--- Material supplied ---
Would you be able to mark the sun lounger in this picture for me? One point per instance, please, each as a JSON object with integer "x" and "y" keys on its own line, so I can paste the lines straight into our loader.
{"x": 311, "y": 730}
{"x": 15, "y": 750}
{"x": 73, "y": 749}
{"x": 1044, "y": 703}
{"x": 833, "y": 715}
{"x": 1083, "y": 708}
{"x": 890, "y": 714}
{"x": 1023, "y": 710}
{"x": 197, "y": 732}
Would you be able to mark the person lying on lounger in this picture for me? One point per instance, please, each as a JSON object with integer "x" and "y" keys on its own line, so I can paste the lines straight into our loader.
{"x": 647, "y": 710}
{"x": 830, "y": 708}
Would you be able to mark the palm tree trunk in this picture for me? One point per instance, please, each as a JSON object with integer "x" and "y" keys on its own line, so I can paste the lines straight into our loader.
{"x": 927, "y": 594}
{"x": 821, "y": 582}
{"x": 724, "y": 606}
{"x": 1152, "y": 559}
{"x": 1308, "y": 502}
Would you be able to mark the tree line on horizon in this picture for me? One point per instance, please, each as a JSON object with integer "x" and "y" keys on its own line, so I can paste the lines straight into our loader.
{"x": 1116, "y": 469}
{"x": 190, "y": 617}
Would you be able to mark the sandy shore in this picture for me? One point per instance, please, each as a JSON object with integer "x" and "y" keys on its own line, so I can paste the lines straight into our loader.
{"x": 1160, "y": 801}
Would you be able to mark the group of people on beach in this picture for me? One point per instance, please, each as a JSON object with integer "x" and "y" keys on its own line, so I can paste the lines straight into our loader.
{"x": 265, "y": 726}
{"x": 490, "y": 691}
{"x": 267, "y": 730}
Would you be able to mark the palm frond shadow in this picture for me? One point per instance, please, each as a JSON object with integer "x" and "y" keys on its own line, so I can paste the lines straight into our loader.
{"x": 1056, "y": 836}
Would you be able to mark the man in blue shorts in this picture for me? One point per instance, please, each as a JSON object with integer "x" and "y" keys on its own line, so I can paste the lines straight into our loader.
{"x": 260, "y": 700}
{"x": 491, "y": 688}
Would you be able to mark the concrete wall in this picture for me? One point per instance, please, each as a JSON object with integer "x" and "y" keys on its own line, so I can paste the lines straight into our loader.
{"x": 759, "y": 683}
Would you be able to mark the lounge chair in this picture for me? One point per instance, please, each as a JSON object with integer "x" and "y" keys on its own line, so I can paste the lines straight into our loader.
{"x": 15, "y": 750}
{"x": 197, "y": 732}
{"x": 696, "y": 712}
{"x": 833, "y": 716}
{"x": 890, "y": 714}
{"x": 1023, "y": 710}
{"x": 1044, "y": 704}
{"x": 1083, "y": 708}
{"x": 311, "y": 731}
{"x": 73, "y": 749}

--- What is being asked ---
In the listing above, find the line containing "Would you be able to mark the lounge"; that line and every line after it, through the last, are to be retyped exactly.

--- Task result ---
Would you be able to mark the lounge chair in this picture for me? One point per instance, please, each as a JSON object with integer "x" and "y" keys on its own line, so I can paste the lines straight into our loader.
{"x": 15, "y": 750}
{"x": 197, "y": 732}
{"x": 696, "y": 712}
{"x": 833, "y": 716}
{"x": 890, "y": 714}
{"x": 1023, "y": 710}
{"x": 1044, "y": 704}
{"x": 1083, "y": 708}
{"x": 311, "y": 731}
{"x": 73, "y": 749}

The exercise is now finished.